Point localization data
######
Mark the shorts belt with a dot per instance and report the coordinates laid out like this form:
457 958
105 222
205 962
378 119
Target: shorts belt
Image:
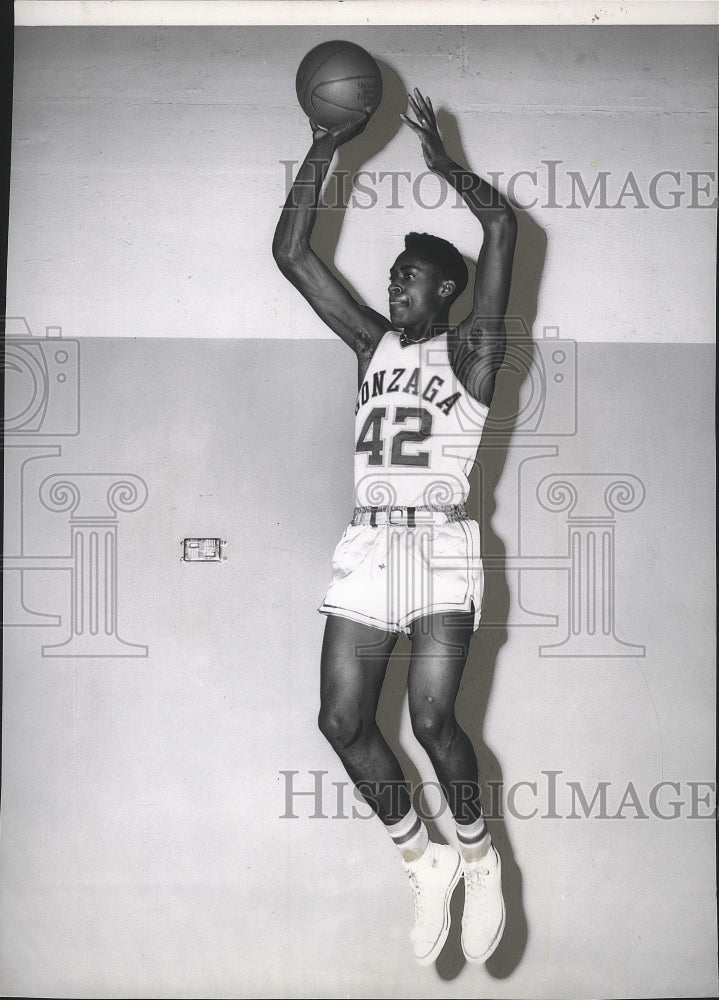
409 517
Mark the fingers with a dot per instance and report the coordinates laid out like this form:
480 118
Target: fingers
413 125
423 110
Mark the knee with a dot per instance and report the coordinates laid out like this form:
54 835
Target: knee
432 726
341 728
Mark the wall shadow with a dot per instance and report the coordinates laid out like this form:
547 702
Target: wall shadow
475 689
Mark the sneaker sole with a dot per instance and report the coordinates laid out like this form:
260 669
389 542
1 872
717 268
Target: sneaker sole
493 947
432 955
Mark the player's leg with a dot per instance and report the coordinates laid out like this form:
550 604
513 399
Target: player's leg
354 664
440 645
353 668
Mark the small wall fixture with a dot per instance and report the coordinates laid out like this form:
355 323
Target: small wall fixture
203 550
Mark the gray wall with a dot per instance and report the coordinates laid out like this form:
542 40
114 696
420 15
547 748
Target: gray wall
144 850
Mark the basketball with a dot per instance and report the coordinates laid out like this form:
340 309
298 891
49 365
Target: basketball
335 80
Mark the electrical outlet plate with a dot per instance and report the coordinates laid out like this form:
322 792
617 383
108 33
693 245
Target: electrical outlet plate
203 550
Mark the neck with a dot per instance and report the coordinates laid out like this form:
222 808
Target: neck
417 333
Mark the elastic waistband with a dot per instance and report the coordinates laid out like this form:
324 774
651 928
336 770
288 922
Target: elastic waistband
409 517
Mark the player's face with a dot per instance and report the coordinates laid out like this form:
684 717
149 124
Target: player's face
414 292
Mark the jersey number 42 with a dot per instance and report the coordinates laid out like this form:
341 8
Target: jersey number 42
372 440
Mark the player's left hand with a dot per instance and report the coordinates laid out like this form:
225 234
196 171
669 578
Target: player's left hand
426 128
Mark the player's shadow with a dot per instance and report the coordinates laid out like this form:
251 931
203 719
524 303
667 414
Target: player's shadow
504 421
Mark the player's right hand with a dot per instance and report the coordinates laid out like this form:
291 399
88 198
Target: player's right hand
342 133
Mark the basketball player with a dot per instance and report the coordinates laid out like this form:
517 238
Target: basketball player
409 560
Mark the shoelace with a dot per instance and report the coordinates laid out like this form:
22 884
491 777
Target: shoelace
418 898
475 876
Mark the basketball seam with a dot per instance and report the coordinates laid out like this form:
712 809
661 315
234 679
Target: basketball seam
316 70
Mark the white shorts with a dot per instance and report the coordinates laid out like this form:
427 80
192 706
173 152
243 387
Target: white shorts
391 575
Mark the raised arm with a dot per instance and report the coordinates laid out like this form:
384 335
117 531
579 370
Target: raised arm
357 325
478 343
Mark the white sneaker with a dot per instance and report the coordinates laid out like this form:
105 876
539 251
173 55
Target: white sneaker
433 879
484 913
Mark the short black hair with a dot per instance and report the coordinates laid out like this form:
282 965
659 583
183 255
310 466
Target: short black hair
440 254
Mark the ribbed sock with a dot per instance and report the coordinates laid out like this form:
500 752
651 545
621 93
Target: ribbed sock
410 835
473 839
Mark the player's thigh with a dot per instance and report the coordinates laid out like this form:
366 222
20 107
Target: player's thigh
354 664
440 645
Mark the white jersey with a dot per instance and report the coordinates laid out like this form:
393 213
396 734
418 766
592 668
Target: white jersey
417 429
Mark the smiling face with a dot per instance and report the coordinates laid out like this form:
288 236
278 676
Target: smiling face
418 294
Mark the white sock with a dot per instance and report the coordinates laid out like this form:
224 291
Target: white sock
473 839
410 835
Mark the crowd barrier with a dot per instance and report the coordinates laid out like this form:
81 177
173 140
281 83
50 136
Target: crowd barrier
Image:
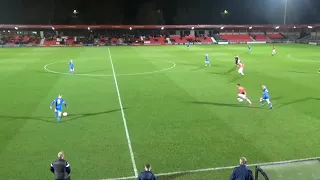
143 44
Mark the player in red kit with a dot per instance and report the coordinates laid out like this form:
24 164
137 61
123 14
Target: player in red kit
242 95
240 70
274 51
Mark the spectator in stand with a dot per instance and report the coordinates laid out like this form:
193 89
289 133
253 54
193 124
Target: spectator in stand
60 168
242 172
147 174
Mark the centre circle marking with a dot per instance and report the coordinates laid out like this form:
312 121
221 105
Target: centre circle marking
108 75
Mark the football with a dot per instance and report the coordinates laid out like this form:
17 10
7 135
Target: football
240 100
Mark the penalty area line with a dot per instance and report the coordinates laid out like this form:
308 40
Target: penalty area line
221 168
123 117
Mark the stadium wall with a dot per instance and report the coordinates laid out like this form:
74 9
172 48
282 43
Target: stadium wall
288 30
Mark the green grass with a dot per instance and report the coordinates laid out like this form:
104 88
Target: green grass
181 119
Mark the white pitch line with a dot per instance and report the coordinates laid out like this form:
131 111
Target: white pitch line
110 75
222 168
124 118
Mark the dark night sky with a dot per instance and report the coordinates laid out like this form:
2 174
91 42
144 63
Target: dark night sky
158 11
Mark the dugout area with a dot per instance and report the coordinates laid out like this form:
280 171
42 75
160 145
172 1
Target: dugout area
297 170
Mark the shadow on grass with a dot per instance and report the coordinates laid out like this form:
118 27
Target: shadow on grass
227 72
198 68
300 72
173 176
235 79
224 104
52 119
297 101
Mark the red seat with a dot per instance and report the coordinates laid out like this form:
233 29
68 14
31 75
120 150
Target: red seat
275 35
237 37
260 37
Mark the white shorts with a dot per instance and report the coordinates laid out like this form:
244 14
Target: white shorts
242 96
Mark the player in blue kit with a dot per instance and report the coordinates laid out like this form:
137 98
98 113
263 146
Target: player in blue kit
59 102
207 61
265 96
71 66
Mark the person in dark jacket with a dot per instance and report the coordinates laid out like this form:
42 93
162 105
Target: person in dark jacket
147 174
242 172
237 60
60 168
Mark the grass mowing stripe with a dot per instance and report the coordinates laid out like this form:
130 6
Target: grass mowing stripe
123 117
223 168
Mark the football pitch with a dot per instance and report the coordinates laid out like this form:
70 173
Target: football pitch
129 106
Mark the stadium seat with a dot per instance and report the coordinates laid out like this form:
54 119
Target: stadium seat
260 37
275 36
237 37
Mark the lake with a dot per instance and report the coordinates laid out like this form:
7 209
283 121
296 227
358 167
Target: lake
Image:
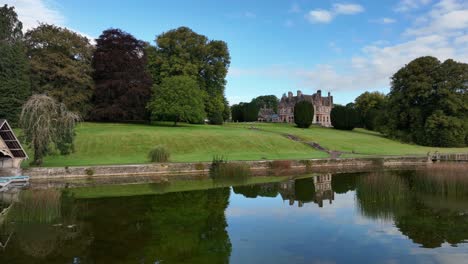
404 216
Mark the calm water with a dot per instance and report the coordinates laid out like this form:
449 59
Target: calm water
378 217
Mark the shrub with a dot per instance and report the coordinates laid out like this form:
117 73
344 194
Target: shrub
344 117
159 154
280 165
303 114
216 118
89 171
222 170
199 166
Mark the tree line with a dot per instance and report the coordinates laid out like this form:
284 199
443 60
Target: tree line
120 78
427 105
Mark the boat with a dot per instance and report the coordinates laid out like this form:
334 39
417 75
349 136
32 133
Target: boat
13 181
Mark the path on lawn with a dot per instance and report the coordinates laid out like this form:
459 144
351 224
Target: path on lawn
334 154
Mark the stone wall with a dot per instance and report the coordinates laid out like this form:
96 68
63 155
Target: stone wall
258 167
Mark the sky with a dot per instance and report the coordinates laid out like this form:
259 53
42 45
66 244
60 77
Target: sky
343 47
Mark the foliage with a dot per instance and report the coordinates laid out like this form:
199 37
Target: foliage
177 98
61 66
40 206
370 105
221 169
45 122
280 165
159 154
123 85
344 117
245 112
425 95
184 52
269 101
303 114
14 66
89 171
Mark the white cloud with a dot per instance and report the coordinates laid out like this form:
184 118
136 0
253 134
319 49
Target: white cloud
407 5
295 8
348 9
326 16
387 20
319 16
250 14
33 12
372 67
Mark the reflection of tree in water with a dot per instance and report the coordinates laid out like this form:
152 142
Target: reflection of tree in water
190 227
43 226
408 198
180 227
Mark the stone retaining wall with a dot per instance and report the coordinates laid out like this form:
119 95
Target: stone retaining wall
257 167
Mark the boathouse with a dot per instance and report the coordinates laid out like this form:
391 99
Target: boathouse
11 151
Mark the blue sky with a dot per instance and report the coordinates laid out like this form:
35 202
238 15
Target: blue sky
276 46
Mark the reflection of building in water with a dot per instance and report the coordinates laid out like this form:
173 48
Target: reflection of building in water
295 190
287 191
323 190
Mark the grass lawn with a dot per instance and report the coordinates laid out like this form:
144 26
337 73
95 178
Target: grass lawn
105 143
362 142
108 143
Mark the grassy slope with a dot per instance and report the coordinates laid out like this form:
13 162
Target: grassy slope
99 144
360 141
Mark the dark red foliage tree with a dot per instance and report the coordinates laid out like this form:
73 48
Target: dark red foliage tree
123 86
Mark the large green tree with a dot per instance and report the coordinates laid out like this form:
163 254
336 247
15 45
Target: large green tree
344 117
14 67
184 52
123 85
46 123
428 103
370 105
269 101
61 66
177 99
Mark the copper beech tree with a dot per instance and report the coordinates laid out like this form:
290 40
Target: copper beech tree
122 84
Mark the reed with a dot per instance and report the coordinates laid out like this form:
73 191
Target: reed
159 154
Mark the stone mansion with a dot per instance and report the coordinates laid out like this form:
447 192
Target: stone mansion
322 108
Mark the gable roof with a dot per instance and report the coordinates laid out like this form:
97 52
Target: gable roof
12 143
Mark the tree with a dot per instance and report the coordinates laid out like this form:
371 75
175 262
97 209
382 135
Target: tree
46 122
14 66
303 114
183 52
123 85
369 105
269 101
61 66
421 90
177 99
344 117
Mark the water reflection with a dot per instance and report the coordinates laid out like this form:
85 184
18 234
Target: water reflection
340 218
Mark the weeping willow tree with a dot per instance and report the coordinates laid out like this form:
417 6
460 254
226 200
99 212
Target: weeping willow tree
47 124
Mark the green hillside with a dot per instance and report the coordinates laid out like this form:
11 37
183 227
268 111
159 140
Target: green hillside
107 143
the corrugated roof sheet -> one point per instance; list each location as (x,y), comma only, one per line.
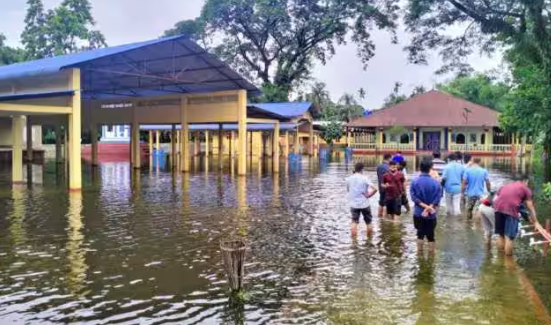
(288,109)
(431,109)
(214,127)
(151,68)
######
In the entries above, copy each line that contains the string "crowd".

- Written answer -
Mark the crowd barrier with a dot per instance and report the coordinates laid out like this form:
Target: crowd barrier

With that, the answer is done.